▸ Stated goal 1
List every chunker factory function named in the AgentSea ingest documentation.
▸ Stated goal 2
Write the next part of the AgentSea ingest documentation, picking up after its last sentence.

====== Source excerpt

AgentSea - Unite and Orchestrate AI Agents

Installation

bash

pnpm add @lov3kaizen/agentsea-ingest

Quick Start

typescript

import { createIngester, pipelines } from '@lov3kaizen/agentsea-ingest';

// Simple ingestion
const ingester = createIngester();
const doc = await ingester.ingestFile('./document.pdf');
console.log(`Extracted ${doc.chunks.length} chunks`);

// RAG-optimized pipeline
const pipeline = pipelines.rag().build();
const result = await pipeline.process({ path: './document.md' });

Parsing Documents

The ingest package ships parsers for every common document format. Each parser produces extracted text, structured elements, and tables.

Supported Formats

Format	Parser	Factory
PDF	PDFParser	createPDFParser
DOCX	DOCXParser	createDOCXParser
HTML	HTMLParser	createHTMLParser
Markdown	MarkdownParser	createMarkdownParser
Text	TextParser	createTextParser
CSV	CSVParser	createCSVParser
Excel	ExcelParser	createExcelParser
JSON	JSONParser	createJSONParser

Direct Parser Usage

Use a parser factory directly when you want fine-grained control over a single document:

typescript

import {
  createPDFParser,
  createMarkdownParser,
} from '@lov3kaizen/agentsea-ingest';
import { readFileSync } from 'fs';

const pdfParser = createPDFParser();
const buffer = readFileSync('./document.pdf');
const result = await pdfParser.parse(buffer);

console.log(result.text);
console.log(result.elements);
console.log(result.tables);

Chunking Strategies

Split parsed text into retrieval-friendly chunks using the strategy that best fits your content.

Fixed Size

typescript

import { createFixedChunker } from '@lov3kaizen/agentsea-ingest';

const chunker = createFixedChunker();
const chunks = chunker.chunk(text, {
  maxTokens: 512,
  overlap: 50,
  splitOnSentences: true,
});

Recursive

typescript

import { createRecursiveChunker } from '@lov3kaizen/agentsea-ingest';

const chunker = createRecursiveChunker();
const chunks = chunker.chunk(text, {
  maxTokens: 512,
  separators: ['\n\n', '\n', '. ', ' '],
  keepSeparator: true,
});

Semantic

Groups sentences by embedding similarity — pass your embedding model via embedFunction:

typescript

import { createSemanticChunker } from '@lov3kaizen/agentsea-ingest';

const chunker = createSemanticChunker();
const chunks = await chunker.chunk(text, {
  maxTokens: 512,
  similarityThreshold: 0.5,
  embedFunction: async (text) => myEmbeddingModel(text),
});

Hierarchical

Splits on Markdown headings while preserving parent context:

typescript

import { createHierarchicalChunker } from '@lov3kaizen/agentsea-ingest';

const chunker = createHierarchicalChunker();
const chunks = chunker.chunk(markdownText, {
  maxTokens: 512,
  headingLevels: [1, 2, 3],
  includeParentContext: true,
});

Sentence and paragraph chunkers are also available via createSentenceChunker and createParagraphChunker.

Table & Image Extraction

Parsers automatically extract tables and images alongside text. The results are exposed as TableData and ImageData on the parse result, and as Element entries on the processed document.

============
====== Material shown

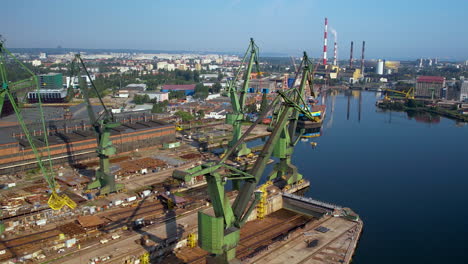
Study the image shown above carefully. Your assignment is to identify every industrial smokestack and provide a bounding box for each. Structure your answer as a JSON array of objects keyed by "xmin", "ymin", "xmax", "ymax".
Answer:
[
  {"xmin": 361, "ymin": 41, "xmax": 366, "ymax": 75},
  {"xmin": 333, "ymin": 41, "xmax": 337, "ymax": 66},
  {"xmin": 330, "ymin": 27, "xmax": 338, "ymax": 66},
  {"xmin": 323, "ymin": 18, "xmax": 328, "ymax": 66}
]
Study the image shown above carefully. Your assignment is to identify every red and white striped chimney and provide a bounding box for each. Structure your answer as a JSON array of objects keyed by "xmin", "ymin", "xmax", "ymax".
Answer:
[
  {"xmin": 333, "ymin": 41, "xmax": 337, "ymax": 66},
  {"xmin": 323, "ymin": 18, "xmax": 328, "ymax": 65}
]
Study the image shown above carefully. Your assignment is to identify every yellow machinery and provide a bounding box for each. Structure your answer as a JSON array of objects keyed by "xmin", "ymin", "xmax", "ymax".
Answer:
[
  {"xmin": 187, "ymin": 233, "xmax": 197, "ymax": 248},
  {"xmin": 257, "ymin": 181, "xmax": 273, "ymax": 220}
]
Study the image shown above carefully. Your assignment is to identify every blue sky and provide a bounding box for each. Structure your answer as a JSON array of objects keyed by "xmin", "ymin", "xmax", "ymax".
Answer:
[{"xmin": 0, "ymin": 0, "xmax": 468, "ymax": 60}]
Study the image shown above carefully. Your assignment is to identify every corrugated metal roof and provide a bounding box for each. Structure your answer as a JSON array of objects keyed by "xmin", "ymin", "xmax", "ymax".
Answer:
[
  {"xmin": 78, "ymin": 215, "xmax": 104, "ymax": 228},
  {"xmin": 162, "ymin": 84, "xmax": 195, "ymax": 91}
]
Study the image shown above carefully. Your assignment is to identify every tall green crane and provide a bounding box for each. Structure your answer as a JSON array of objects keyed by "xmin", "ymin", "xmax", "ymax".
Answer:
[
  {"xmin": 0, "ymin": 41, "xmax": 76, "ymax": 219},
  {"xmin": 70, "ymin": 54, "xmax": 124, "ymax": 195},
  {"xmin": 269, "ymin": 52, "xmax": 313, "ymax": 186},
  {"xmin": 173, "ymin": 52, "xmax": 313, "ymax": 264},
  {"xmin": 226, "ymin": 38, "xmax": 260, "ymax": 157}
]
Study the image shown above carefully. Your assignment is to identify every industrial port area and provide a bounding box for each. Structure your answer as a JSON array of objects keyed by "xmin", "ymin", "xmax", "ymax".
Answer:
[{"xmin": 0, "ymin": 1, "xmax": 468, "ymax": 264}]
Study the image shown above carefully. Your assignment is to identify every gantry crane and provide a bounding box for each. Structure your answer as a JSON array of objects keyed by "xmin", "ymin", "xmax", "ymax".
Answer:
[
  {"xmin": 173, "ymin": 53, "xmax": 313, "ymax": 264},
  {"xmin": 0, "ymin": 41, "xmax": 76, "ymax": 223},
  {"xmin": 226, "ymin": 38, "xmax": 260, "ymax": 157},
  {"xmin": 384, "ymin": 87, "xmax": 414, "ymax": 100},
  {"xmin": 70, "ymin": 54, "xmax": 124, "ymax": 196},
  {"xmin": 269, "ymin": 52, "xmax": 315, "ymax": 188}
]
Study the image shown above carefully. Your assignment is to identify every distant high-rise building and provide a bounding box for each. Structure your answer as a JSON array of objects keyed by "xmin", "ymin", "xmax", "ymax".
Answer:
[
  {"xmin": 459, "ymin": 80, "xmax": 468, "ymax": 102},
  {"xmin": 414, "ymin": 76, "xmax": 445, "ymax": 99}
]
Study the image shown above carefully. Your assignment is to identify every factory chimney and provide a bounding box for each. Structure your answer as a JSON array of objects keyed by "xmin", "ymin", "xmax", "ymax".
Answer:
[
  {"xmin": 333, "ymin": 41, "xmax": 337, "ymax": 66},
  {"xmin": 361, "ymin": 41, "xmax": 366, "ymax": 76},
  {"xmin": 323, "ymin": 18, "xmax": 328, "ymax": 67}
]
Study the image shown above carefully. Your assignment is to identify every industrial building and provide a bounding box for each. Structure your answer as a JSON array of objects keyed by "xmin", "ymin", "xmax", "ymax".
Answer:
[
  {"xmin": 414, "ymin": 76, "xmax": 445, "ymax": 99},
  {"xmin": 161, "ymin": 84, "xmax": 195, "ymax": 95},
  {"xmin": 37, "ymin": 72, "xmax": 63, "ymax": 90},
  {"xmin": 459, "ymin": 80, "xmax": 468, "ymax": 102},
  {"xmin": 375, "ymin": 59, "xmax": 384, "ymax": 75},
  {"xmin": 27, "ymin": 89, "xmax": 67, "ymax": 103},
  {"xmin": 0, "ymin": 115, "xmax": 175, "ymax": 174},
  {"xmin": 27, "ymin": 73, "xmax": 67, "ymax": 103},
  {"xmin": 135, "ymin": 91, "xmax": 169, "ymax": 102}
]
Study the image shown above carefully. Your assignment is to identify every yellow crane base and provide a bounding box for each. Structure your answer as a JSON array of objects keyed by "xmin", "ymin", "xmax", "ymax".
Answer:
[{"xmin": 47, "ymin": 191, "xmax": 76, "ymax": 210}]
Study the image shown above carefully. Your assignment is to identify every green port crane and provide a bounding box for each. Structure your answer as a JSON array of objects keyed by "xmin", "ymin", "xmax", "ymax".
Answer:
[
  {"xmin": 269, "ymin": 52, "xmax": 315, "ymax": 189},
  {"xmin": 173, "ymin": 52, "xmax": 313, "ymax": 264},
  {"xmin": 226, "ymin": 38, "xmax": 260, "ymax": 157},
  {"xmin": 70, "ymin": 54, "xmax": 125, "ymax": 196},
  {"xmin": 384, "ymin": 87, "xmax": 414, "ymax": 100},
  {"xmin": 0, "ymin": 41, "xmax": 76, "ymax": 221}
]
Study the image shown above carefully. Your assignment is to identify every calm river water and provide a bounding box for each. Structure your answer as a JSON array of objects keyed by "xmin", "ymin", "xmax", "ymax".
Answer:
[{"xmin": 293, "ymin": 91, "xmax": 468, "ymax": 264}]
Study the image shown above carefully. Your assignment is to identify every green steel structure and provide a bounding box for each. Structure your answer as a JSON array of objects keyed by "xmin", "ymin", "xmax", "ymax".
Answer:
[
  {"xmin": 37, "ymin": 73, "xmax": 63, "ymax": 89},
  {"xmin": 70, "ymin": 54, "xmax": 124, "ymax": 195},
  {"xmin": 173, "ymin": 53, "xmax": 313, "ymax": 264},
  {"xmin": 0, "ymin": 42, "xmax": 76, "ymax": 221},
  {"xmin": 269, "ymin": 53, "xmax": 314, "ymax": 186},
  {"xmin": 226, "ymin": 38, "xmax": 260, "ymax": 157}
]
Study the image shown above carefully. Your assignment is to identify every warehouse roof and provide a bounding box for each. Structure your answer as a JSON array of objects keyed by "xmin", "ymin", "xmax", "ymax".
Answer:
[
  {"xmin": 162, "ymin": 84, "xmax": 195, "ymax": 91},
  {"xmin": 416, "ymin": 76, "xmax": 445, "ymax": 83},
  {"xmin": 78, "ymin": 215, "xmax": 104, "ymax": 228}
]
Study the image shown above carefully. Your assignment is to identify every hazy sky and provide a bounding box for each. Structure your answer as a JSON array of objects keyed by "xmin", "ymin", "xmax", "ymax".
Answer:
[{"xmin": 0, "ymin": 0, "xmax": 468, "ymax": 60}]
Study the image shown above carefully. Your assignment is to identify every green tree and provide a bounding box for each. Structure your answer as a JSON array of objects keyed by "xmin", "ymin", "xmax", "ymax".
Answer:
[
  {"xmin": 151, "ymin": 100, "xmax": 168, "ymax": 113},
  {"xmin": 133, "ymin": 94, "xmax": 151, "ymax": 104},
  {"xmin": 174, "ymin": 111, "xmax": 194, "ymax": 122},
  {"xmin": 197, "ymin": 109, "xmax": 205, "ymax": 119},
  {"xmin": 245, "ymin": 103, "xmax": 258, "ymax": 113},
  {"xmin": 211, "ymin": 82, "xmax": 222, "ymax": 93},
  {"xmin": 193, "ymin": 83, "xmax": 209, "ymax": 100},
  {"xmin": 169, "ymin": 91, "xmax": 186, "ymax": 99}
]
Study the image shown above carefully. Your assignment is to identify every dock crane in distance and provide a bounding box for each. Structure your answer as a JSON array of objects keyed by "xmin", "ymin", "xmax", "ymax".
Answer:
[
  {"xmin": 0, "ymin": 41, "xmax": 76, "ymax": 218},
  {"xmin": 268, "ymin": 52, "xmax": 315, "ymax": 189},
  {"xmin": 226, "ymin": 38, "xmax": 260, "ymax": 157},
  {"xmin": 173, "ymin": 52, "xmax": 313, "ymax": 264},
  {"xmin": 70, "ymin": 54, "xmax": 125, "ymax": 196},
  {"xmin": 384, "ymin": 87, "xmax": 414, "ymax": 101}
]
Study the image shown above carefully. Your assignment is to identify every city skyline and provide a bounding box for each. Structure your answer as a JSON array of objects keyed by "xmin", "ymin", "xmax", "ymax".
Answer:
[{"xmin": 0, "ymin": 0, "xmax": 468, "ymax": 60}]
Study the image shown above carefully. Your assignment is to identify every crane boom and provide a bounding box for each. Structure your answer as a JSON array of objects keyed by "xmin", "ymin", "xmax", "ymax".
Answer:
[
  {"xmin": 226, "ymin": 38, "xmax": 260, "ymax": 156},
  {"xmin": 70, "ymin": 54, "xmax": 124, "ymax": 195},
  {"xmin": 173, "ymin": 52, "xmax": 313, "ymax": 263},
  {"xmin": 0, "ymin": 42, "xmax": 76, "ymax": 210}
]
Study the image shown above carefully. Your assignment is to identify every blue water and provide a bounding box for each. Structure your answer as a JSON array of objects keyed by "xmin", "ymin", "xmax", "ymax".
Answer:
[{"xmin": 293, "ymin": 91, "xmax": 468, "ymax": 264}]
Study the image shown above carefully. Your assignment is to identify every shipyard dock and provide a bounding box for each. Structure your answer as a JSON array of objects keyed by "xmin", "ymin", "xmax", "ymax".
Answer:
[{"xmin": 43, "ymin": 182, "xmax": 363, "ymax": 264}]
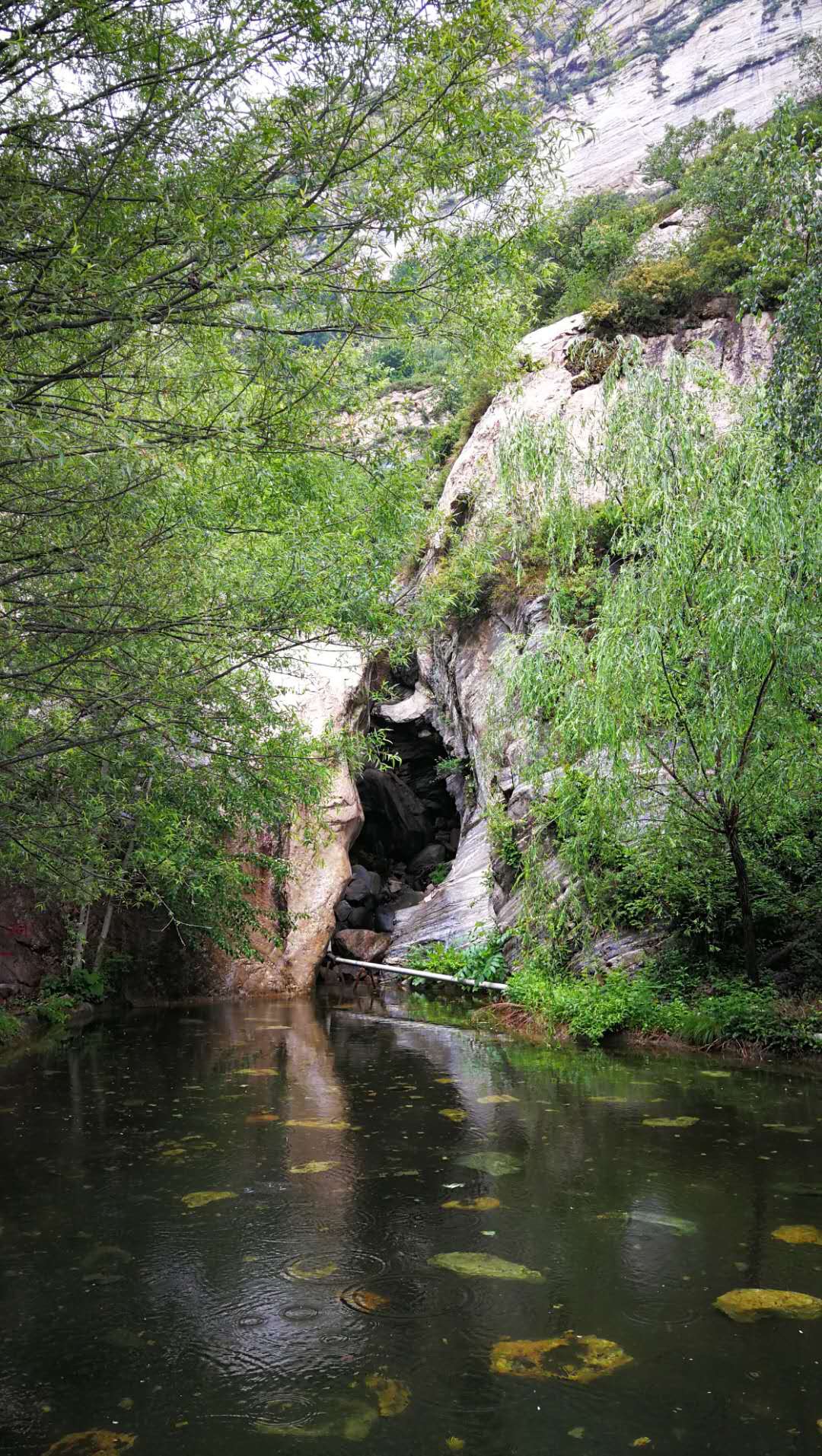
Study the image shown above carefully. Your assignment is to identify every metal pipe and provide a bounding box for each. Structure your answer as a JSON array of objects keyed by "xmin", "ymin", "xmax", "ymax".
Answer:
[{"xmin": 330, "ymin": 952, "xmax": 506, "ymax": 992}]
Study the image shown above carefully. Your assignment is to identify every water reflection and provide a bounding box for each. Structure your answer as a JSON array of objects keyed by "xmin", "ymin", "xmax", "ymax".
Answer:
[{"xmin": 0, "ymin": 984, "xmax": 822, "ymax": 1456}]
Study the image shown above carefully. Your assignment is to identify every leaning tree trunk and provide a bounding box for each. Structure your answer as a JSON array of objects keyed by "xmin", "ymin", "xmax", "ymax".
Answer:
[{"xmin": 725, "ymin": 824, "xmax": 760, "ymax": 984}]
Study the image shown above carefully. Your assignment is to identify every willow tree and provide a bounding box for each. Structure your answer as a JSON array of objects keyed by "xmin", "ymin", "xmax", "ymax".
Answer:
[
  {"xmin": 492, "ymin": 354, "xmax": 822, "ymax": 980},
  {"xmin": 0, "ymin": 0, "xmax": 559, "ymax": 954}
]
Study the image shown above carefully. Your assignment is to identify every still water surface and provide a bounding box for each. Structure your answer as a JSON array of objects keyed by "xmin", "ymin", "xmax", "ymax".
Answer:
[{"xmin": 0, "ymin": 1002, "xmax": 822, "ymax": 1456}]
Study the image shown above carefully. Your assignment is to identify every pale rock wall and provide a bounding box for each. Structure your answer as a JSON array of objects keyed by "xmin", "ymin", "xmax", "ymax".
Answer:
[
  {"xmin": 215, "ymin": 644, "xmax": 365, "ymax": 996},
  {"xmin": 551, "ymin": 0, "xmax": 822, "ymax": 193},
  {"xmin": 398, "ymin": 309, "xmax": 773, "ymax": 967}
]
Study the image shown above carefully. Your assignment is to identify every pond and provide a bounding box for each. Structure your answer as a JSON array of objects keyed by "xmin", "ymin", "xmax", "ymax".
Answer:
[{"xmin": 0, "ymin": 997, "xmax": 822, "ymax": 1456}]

============

▸ Reply 1
createFixedChunker, createRecursiveChunker, createSemanticChunker, createHierarchicalChunker, createSentenceChunker, createParagraphChunker

▸ Reply 2
typescript

import { createPDFParser } from '@lov3kaizen/agentsea-ingest';
import { readFileSync } from 'fs';

const parser = createPDFParser();
const result = await parser.parse(readFileSync('./report.pdf'));

// Extracted tables (TableData[])
for (const table of result.tables) {
  console.log(table);
}

// Document elements include paragraphs, headings, lists, tables, images
console.log(result.elements);

Pipeline Builder

Compose loading, parsing, cleaning, chunking, and embedding into a single configurable pipeline:

typescript

import { createPipelineBuilder } from '@lov3kaizen/agentsea-ingest';

const pipeline = createPipelineBuilder()
  .withName('my-pipeline')
  .withStages(['load', 'parse', 'clean', 'chunk', 'embed'])
  .withChunking({
    strategy: 'semantic',
    maxTokens: 512,
    overlap: 50,
  })
  .withCleaning({
    operations: ['normalize_whitespace', 'remove_urls', 'trim'],
  })
  .withCallbacks({
    onDocumentComplete: (doc) => console.log(`Processed: ${doc.id}`),
  })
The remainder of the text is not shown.